■ Problem
Pick out every line in the items below that contains the word "person" and copy each of those lines in full.

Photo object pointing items
• • • •
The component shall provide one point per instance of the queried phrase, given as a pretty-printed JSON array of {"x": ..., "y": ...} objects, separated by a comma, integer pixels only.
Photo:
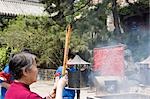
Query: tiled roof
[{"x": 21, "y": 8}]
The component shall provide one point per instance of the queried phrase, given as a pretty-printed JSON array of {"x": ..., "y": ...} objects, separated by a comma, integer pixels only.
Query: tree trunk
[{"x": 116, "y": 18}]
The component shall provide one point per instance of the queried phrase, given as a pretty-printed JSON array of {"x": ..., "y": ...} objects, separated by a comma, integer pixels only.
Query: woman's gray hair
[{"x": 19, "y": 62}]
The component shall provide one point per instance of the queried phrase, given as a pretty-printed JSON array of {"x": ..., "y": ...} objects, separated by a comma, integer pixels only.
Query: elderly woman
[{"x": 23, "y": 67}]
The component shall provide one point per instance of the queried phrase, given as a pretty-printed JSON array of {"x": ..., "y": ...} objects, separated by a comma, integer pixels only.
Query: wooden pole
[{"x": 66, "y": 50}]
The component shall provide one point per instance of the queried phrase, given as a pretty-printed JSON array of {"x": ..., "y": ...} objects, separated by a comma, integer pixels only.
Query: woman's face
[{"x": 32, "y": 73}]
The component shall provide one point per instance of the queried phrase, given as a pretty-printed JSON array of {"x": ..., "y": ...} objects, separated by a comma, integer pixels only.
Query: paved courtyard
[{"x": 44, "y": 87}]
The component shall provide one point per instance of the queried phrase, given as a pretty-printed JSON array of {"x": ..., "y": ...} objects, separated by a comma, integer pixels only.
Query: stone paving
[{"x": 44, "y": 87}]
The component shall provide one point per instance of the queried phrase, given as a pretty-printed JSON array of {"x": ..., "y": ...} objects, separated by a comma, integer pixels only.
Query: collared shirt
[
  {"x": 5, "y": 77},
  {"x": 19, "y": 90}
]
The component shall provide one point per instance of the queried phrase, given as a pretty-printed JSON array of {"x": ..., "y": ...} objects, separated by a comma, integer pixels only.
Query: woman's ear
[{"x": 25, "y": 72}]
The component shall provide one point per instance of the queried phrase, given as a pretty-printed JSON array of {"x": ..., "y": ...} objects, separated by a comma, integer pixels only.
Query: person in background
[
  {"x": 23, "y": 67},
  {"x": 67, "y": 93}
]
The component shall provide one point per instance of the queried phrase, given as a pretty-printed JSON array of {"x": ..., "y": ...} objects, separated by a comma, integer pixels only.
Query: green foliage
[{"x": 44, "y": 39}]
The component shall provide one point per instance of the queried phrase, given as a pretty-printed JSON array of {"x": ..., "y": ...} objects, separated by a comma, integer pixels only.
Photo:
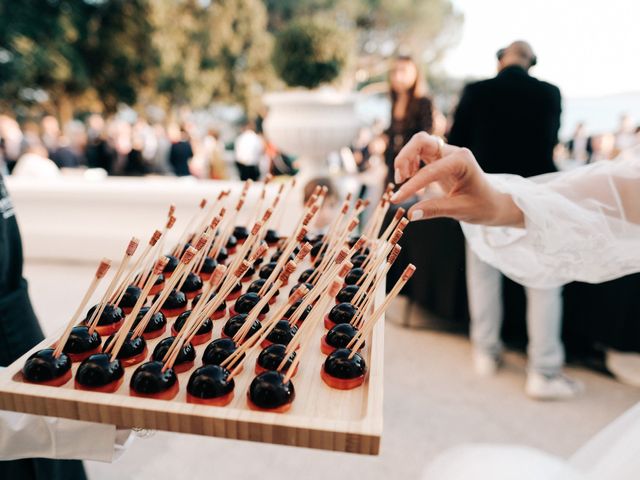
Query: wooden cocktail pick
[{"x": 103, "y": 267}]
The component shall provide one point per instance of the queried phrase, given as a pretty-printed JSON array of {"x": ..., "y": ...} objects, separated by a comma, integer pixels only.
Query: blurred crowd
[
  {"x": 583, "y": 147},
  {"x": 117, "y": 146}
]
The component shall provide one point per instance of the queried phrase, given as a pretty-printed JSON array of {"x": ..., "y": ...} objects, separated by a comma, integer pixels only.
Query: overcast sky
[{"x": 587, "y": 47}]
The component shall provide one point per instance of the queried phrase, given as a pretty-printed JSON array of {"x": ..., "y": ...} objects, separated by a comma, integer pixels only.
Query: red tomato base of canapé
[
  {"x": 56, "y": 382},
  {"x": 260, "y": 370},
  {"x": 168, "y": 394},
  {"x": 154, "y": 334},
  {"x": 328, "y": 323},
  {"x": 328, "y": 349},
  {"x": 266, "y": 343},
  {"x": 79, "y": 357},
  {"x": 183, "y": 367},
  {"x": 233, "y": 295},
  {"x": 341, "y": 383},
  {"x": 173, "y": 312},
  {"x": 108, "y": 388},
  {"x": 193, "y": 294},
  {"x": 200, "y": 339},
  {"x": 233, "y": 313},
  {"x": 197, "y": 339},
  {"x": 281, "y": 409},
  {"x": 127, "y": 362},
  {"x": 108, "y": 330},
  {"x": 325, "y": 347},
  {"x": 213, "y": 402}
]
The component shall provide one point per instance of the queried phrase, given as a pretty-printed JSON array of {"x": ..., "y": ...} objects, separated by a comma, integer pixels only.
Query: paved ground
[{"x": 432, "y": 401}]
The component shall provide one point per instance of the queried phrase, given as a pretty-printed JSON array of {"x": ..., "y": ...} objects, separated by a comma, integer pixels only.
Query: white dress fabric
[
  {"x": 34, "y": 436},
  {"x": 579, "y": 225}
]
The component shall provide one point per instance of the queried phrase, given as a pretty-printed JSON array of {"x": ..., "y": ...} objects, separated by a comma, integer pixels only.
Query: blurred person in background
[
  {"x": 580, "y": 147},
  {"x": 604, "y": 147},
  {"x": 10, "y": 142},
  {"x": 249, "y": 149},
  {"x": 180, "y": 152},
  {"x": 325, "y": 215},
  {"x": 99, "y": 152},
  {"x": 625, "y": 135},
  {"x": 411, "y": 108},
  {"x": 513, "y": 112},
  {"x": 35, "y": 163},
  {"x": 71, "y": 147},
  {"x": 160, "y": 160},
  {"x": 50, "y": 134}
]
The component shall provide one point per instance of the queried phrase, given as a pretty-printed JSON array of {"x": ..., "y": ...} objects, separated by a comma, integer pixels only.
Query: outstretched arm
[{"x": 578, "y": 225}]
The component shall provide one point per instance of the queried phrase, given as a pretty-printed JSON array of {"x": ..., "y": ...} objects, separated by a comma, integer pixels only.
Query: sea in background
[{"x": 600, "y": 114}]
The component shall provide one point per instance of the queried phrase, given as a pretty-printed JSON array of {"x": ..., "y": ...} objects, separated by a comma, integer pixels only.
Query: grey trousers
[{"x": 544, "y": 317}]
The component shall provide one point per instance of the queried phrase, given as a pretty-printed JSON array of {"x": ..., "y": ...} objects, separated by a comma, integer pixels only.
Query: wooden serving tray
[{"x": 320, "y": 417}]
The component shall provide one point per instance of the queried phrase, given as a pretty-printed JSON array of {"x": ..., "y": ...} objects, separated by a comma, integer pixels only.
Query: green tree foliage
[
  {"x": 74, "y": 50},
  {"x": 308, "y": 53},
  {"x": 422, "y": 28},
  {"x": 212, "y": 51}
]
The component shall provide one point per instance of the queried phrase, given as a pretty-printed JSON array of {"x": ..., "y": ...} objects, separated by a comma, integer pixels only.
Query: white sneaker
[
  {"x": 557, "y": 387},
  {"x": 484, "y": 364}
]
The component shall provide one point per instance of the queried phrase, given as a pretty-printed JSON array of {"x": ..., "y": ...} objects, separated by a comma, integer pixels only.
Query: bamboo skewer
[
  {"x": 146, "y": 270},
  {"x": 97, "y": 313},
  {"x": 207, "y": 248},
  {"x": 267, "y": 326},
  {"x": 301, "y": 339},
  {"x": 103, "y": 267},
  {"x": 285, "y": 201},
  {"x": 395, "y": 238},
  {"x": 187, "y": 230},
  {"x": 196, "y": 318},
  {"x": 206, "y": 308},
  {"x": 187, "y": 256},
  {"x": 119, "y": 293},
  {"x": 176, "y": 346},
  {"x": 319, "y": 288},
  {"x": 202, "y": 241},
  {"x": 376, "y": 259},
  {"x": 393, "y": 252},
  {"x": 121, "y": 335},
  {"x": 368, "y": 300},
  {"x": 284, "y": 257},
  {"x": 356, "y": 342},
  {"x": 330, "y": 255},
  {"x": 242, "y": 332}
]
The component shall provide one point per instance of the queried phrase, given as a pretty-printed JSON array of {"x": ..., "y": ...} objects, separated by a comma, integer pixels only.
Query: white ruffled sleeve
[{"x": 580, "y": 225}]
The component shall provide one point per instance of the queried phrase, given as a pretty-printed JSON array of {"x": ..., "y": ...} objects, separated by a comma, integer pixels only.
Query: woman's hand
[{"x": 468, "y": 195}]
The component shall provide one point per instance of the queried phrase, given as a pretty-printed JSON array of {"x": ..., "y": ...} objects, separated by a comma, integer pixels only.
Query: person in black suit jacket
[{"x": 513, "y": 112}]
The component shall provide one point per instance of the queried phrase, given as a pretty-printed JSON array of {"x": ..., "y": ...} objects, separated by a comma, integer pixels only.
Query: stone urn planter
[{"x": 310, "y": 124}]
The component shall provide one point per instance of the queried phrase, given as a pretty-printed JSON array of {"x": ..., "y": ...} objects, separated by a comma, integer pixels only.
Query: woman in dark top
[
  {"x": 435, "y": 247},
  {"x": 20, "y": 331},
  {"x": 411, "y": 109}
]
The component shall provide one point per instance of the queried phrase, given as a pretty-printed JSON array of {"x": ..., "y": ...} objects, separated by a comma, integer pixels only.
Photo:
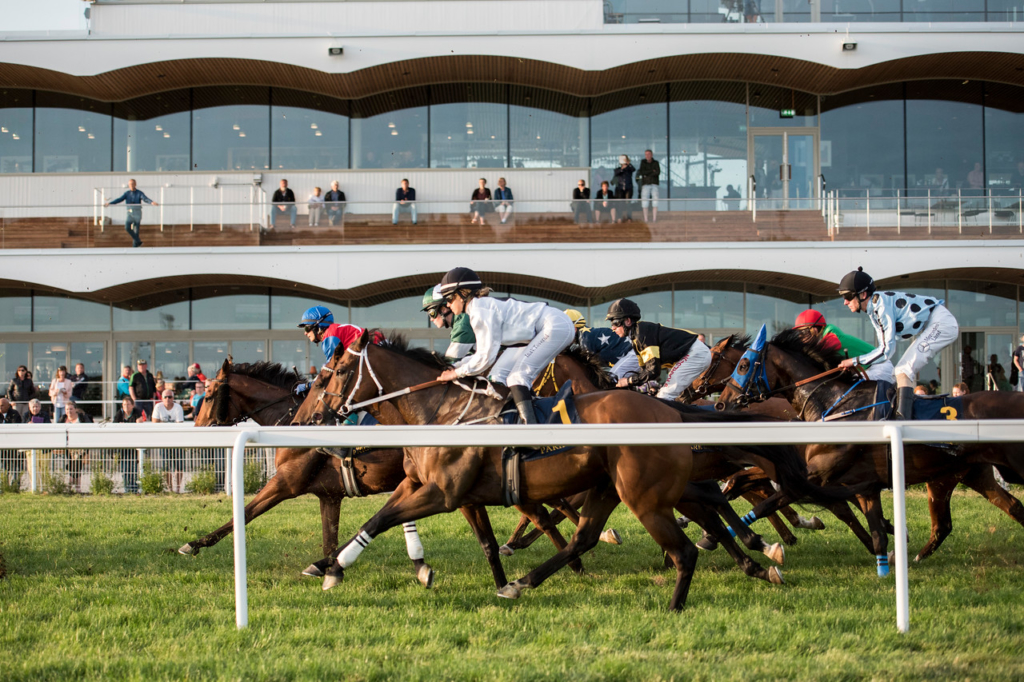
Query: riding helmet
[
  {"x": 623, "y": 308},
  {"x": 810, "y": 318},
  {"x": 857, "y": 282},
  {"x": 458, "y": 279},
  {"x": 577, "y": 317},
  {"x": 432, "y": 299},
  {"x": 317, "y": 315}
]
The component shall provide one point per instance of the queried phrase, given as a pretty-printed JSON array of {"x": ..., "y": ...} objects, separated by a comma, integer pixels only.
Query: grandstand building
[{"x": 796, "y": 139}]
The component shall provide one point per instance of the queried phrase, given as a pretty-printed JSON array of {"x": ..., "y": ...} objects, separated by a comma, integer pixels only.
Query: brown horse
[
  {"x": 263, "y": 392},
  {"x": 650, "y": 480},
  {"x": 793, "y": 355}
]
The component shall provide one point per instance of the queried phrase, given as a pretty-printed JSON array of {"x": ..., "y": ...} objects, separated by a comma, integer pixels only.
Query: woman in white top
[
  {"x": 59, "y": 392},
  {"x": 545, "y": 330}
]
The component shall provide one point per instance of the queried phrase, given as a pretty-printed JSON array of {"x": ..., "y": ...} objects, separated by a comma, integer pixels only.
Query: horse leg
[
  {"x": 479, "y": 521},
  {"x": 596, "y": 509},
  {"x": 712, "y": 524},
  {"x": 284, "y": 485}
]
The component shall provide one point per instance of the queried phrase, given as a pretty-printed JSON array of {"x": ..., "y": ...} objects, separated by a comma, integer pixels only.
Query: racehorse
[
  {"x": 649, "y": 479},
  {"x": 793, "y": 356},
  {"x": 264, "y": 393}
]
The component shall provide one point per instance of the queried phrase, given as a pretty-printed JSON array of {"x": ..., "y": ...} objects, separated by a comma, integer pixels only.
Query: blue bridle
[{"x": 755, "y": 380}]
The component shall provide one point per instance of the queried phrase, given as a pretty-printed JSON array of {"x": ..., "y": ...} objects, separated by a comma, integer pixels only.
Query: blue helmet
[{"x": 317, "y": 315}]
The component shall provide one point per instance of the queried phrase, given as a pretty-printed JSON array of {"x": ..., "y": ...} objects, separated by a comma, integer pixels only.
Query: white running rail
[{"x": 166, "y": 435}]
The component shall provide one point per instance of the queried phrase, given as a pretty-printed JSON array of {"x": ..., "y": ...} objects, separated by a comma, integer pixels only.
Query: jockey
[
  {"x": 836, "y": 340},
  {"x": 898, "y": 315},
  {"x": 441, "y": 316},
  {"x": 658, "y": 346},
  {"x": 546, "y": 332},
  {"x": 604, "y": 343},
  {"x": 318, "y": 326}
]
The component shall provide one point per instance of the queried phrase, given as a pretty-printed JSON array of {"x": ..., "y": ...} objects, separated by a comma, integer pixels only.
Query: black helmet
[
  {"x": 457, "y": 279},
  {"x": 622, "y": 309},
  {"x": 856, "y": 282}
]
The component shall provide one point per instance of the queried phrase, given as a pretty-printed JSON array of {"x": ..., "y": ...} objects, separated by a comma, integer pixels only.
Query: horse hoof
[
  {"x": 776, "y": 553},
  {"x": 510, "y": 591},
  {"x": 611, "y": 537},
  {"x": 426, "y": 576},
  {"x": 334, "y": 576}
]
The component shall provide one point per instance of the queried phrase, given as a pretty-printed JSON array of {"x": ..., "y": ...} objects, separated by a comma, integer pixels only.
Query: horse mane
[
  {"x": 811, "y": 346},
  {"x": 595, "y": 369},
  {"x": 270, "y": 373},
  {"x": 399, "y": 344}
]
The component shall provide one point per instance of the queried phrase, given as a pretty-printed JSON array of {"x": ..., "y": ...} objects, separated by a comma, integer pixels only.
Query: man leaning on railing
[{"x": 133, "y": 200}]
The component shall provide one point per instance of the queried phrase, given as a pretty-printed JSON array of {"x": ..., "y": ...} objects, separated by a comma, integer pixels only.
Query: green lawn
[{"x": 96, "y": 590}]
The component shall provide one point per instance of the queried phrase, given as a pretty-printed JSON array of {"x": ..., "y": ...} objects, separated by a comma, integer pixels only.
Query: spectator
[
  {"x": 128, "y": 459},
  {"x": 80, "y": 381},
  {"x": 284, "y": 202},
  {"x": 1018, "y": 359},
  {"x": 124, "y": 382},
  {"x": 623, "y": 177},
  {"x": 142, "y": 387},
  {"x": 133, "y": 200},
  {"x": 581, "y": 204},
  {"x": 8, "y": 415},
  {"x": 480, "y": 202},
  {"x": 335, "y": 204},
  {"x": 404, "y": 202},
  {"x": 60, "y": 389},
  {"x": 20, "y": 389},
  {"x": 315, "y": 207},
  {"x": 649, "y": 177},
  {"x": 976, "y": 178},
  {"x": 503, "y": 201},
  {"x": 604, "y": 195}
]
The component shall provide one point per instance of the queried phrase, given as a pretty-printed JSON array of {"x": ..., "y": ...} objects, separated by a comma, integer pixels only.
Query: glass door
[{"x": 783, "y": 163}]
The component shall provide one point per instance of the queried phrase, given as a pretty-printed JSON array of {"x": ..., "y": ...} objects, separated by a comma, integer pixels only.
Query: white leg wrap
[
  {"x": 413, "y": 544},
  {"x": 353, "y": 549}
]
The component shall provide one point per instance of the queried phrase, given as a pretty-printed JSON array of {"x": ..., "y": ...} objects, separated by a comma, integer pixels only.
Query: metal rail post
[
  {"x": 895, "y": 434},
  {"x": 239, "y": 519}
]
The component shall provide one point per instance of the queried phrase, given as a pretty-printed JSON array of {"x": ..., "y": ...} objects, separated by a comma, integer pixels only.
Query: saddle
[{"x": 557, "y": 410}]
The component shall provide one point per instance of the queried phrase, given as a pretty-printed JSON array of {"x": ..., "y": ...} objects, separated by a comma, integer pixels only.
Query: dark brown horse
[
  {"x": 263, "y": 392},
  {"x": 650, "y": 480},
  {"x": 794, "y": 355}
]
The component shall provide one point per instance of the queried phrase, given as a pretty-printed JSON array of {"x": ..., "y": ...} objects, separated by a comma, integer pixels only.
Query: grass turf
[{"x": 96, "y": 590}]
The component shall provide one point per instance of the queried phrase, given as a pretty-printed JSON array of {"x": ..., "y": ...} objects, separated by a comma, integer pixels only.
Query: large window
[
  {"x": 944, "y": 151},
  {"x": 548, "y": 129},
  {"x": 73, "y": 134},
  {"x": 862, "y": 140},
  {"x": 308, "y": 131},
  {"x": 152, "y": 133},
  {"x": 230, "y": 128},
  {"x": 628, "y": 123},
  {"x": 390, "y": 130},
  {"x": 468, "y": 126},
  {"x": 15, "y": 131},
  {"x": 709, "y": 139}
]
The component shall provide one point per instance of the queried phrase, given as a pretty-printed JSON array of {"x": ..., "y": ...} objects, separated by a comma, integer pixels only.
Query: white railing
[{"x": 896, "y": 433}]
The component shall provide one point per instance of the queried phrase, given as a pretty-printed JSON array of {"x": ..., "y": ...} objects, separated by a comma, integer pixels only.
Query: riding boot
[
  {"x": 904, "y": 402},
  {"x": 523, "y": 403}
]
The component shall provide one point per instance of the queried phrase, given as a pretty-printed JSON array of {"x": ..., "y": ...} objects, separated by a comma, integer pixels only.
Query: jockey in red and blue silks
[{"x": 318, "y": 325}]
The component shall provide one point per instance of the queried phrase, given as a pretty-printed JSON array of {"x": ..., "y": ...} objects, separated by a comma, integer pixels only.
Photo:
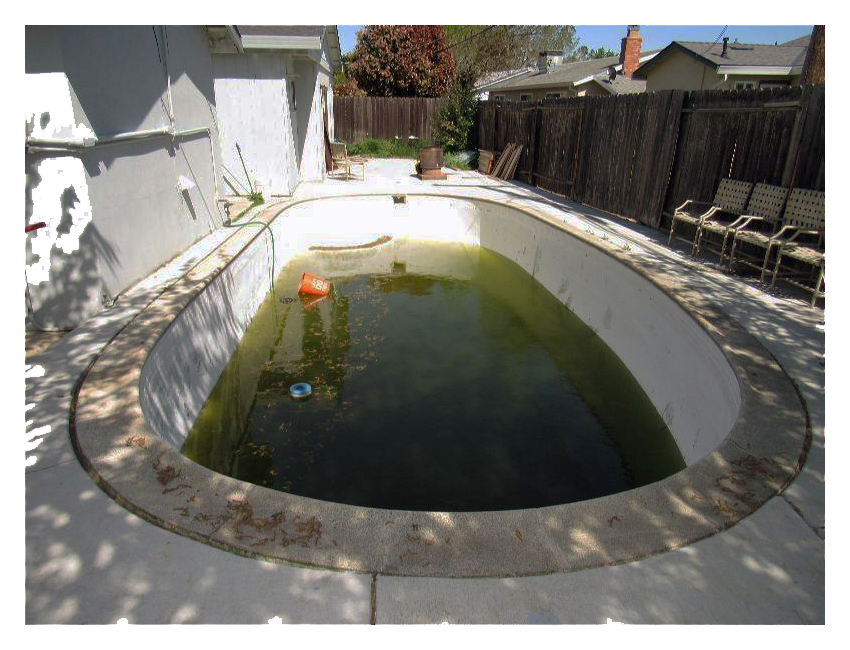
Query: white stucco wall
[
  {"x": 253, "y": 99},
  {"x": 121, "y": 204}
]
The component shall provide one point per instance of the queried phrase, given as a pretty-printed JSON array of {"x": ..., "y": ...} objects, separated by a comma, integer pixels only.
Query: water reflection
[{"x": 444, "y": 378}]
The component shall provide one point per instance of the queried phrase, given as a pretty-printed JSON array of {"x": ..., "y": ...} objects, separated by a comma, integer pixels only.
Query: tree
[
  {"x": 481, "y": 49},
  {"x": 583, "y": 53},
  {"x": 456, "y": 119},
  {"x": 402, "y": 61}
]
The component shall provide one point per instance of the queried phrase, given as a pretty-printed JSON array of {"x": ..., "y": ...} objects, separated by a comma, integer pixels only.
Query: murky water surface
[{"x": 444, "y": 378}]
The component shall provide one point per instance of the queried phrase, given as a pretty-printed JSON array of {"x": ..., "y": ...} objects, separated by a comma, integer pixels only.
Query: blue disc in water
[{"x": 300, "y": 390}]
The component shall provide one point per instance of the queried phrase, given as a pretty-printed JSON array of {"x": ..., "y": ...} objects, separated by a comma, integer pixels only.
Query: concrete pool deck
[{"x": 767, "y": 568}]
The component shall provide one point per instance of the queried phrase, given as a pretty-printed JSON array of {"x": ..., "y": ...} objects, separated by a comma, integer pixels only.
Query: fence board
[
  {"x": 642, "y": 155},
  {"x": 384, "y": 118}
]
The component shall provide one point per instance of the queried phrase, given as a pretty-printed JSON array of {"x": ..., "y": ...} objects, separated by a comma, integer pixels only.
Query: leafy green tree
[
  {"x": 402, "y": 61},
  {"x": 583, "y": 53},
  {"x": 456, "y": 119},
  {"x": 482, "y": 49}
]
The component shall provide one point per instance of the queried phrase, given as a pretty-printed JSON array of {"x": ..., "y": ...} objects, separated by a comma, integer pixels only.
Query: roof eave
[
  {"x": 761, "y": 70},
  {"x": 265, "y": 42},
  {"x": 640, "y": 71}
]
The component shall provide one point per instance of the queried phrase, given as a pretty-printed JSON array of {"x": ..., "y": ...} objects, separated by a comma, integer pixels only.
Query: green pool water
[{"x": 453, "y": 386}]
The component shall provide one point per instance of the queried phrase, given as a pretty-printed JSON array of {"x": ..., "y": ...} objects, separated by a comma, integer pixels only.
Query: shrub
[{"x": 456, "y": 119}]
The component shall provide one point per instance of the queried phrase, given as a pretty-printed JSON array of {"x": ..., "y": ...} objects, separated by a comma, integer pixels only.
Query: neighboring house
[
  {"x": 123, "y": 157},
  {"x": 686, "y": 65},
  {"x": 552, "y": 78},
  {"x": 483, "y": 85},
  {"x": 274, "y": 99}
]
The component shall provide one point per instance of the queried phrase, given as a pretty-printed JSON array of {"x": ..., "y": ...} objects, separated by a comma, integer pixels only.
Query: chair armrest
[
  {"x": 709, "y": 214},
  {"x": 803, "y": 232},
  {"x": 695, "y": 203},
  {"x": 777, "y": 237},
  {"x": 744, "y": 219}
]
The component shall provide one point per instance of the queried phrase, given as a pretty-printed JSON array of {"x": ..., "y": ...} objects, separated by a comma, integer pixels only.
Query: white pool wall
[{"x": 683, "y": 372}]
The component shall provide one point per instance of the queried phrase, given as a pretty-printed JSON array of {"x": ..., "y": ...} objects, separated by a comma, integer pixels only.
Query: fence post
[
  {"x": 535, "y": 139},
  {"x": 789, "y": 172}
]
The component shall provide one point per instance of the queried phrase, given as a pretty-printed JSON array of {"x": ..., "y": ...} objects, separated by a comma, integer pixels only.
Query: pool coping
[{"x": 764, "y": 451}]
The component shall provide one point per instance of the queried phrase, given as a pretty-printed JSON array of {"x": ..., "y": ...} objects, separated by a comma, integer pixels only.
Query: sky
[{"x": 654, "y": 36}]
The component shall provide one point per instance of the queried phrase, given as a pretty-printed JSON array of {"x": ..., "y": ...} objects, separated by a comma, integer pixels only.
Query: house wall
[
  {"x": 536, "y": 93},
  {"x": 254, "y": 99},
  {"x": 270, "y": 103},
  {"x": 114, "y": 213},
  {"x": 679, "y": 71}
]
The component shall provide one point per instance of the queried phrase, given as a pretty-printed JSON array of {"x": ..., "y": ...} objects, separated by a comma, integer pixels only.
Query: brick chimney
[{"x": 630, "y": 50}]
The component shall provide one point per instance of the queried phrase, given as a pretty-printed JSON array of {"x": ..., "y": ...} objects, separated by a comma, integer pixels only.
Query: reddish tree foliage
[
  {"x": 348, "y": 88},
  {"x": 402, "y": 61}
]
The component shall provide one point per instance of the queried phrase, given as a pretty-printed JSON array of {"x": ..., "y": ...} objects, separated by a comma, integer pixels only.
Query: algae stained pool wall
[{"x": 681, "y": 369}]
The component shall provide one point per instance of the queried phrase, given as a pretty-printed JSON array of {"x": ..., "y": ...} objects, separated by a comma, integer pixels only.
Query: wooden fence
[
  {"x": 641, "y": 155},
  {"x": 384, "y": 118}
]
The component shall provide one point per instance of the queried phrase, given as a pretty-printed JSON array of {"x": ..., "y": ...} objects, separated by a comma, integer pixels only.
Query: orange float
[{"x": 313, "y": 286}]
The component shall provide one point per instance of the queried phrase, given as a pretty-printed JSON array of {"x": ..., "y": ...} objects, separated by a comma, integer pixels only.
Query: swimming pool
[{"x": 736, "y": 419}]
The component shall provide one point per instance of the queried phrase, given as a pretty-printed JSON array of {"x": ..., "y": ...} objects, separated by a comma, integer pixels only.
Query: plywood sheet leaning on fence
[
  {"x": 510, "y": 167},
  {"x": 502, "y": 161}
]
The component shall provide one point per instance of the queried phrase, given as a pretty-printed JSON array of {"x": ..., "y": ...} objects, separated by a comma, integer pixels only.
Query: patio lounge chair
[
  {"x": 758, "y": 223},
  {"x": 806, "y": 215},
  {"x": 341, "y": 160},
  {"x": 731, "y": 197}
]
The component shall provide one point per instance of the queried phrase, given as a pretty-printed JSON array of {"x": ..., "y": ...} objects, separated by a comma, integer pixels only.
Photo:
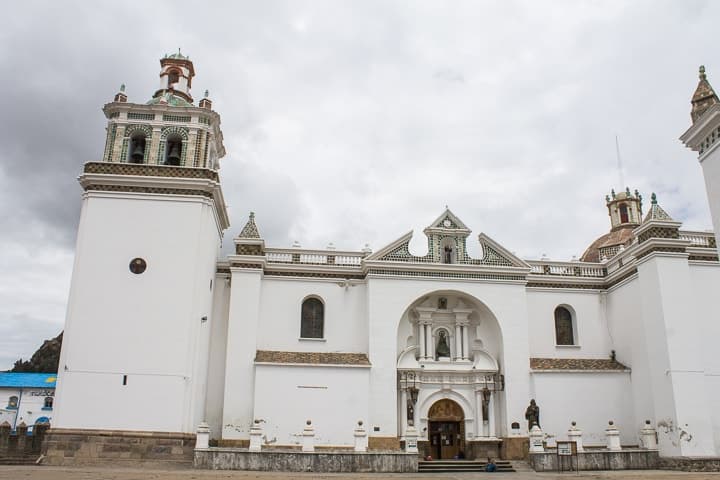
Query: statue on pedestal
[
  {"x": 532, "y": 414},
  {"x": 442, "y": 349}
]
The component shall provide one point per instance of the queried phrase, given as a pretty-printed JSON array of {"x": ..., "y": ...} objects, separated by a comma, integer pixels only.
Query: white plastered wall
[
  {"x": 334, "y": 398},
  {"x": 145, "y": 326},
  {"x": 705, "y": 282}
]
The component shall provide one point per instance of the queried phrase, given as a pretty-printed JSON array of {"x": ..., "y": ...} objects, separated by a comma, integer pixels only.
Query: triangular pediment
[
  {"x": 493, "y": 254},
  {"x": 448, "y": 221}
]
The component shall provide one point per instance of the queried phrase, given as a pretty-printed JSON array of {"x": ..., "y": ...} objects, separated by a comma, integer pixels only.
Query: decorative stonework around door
• • • •
■ Exercise answer
Query: person in background
Query: blurred person in background
Query: person in black suit jacket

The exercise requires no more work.